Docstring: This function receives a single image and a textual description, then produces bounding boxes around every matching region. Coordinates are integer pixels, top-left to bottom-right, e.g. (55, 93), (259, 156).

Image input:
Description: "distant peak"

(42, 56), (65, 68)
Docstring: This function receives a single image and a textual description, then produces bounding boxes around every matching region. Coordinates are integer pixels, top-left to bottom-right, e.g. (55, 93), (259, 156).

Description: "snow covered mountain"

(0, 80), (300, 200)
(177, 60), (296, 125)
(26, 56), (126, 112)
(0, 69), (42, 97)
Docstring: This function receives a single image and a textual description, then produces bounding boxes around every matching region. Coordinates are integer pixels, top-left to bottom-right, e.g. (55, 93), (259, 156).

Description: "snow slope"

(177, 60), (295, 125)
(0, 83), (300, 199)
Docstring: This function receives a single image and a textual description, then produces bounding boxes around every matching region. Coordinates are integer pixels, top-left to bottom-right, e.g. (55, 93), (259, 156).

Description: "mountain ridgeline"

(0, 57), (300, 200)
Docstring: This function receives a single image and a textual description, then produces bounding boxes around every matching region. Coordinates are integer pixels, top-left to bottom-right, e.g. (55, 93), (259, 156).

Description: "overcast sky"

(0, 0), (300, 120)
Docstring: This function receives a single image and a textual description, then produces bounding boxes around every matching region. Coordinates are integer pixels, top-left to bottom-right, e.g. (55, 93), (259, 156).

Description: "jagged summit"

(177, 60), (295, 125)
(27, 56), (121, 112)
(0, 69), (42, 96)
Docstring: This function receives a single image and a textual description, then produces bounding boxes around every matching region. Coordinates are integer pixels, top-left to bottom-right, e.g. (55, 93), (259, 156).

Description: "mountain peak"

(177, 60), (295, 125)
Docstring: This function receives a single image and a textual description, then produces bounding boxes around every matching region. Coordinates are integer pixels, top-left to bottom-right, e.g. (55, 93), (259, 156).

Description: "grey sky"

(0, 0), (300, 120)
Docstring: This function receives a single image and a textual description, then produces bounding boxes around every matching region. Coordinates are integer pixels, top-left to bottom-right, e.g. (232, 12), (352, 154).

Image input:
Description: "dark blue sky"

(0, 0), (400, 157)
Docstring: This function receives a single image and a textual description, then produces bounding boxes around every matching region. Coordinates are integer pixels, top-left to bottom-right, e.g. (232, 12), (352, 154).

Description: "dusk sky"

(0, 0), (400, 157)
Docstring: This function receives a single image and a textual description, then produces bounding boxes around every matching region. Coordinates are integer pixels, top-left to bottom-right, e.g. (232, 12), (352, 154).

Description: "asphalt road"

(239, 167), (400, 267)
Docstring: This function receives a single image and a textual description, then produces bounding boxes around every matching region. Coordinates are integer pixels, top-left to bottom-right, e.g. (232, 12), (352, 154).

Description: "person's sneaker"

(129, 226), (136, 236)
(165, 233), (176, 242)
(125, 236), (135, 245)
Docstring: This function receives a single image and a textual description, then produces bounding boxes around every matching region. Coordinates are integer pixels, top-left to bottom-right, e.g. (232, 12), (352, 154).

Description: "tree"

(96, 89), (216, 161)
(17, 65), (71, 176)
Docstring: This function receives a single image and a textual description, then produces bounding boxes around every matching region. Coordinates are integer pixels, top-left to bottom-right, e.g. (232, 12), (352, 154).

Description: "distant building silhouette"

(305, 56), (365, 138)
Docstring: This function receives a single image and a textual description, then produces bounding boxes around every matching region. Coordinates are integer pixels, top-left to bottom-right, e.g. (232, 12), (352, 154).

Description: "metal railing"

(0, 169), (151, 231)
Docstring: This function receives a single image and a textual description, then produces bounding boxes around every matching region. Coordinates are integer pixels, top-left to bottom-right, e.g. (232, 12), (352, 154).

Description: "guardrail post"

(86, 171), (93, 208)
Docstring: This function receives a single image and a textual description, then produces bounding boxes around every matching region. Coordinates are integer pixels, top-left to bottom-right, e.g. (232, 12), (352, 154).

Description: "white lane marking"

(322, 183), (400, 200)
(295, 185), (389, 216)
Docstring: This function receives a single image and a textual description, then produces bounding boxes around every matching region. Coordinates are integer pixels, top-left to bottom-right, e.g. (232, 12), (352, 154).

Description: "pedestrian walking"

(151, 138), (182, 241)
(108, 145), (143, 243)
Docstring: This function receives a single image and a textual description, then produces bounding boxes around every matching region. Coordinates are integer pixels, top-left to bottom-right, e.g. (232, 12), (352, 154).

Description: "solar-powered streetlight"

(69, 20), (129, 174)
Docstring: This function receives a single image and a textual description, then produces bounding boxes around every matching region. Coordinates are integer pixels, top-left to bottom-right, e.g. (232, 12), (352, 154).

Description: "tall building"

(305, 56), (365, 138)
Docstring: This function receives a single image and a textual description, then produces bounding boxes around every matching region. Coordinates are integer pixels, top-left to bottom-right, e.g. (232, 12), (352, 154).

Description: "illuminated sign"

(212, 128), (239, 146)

# # # # # # #

Could you return all of the data above word for word, changing nothing?

Task response |
Docstring: This function receives a single image and a textual description, then produces bounding boxes around every matching region. Coordinates are integer pixels, top-left to bottom-right, e.g. (55, 93), (259, 156).

Image input:
Description: "distant peak"

(42, 56), (65, 68)
Docstring: This function receives a single image and a textual description, then produces bounding boxes around every matching region. Coordinates are integer pixels, top-left to bottom-right, e.g. (55, 93), (259, 156).

Description: "snow covered mountain"

(0, 80), (300, 200)
(177, 60), (296, 125)
(26, 56), (126, 112)
(0, 69), (42, 97)
Docstring: This function receives a single image and a textual description, then produces bounding boxes around every matching region. Coordinates are integer pixels, top-left to bottom-right, e.g. (55, 93), (259, 156).

Description: "snow slope"

(177, 60), (295, 125)
(0, 83), (300, 199)
Docstring: This function receives a single image and a textual description, then produces bounding boxes around every matching region. Coordinates are integer pixels, top-left to bottom-right, e.g. (55, 93), (259, 156).

Description: "mountain ridgeline"

(0, 57), (300, 200)
Docstring: This function receives a single image and a textual description, then produces bounding boxes around every matching region. Coordinates are integer pixels, top-left to bottom-right, e.g. (55, 93), (259, 156).

Description: "overcast sky"

(0, 0), (300, 120)
Docstring: This function receives a single image and a textual description, then produces bounding boxes around every matching region. Coordinates are integer pixels, top-left to bottom-right, e.g. (55, 93), (259, 156).

Description: "jagged summit"

(177, 60), (295, 125)
(27, 56), (121, 112)
(0, 69), (42, 96)
Docstring: This function receives a single image and a textual description, then produces bounding boxes around every matching region. Coordinates are integer pixels, top-left to bottom-right, e.g. (55, 93), (259, 156).

Description: "mountain peak"

(177, 60), (295, 125)
Docstring: This function receives a single image and a textual description, then produces bounding boxes around every matching region. Coordinates are integer pixels, top-left to bottom-right, e.g. (55, 93), (259, 156).

Description: "grey sky"

(0, 0), (300, 120)
Docstring: This function receives a single image and a textual description, then produces bounding boxes around every matching region. Coordinates are integer pixels, top-left to bottom-right, e.g. (232, 12), (352, 154).

Image input:
Description: "dark blue sky"

(0, 0), (400, 157)
Docstring: This function receives a single image and a textual description, then produces bounding boxes around every matching region. Coordinates are integer pixels, top-left to bottom-right, e.g. (232, 12), (352, 154).

Description: "dusk sky"

(0, 0), (400, 157)
Docstring: This function receives a single image and a textual description, then produces bounding boxes around every matching region. Coordinates are integer pixels, top-left to bottom-right, e.g. (232, 12), (352, 154).

Description: "asphalt road"

(239, 167), (400, 267)
Docstring: This function receives a single image and a textual description, then produces bounding boxes around every matching region. Coordinates are integer pixels, top-left to bottom-right, e.g. (232, 12), (352, 154).

Description: "person's sneaker"

(129, 226), (136, 236)
(165, 233), (176, 242)
(125, 236), (135, 245)
Docstring: This function receives a single image and a textual description, then produces bounding boxes around every matching region. Coordinates are integer pixels, top-left to bottom-right, e.g. (232, 12), (352, 154).

Description: "tree"

(96, 89), (216, 161)
(17, 65), (71, 176)
Docstring: This function receives a single image and a textual description, then produces bounding boxes around every matching region. Coordinates are integer pixels, top-left to bottom-right, e.g. (232, 12), (352, 154).

Description: "distant building silhouette"

(305, 56), (365, 138)
Docstring: This function receives a single image and a textual description, then produces bounding boxes around every matching region. Coordinates are integer pixels, top-left to bottom-right, e.g. (232, 12), (352, 154).

Description: "metal railing"

(0, 169), (151, 231)
Docstring: This function receives a single image and a textual description, then produces bounding boxes around every matching region. Coordinates are integer pixels, top-left to bottom-right, e.g. (232, 12), (352, 154).

Description: "guardrail post"

(86, 171), (93, 208)
Docstring: This function receives a single image and a textual description, then produces bounding boxes around every matching region. Coordinates are integer pixels, top-left to bottom-right, e.g. (232, 12), (352, 154).

Description: "white lane marking"

(322, 183), (400, 200)
(295, 185), (389, 216)
Docstring: This function receives a single image and a textual description, then produces bounding boxes around every matching region. Coordinates are integer pixels, top-left to bottom-right, e.g. (232, 12), (352, 154).

Description: "pedestrian walking"

(151, 138), (182, 241)
(108, 145), (143, 243)
Docstring: This function receives a single image and a textual description, then produces bounding boxes around every matching region. Coordinates are integer pixels, top-left to bottom-right, e.g. (232, 12), (352, 154).

Description: "solar-powered streetlight"

(69, 20), (129, 174)
Docstring: This function receives a single image and a textual description, then produces bounding boxes around every matching region. Coordinates are integer pixels, top-left to bottom-right, e.g. (232, 12), (352, 154).

Description: "tall building"

(305, 56), (365, 138)
Docstring: This function receives a single image and a textual description, then produces bounding boxes around every matching region. Coordinates are integer pixels, top-left to bottom-right, e.g. (232, 12), (352, 154).

Description: "illuminated sign"

(212, 128), (239, 146)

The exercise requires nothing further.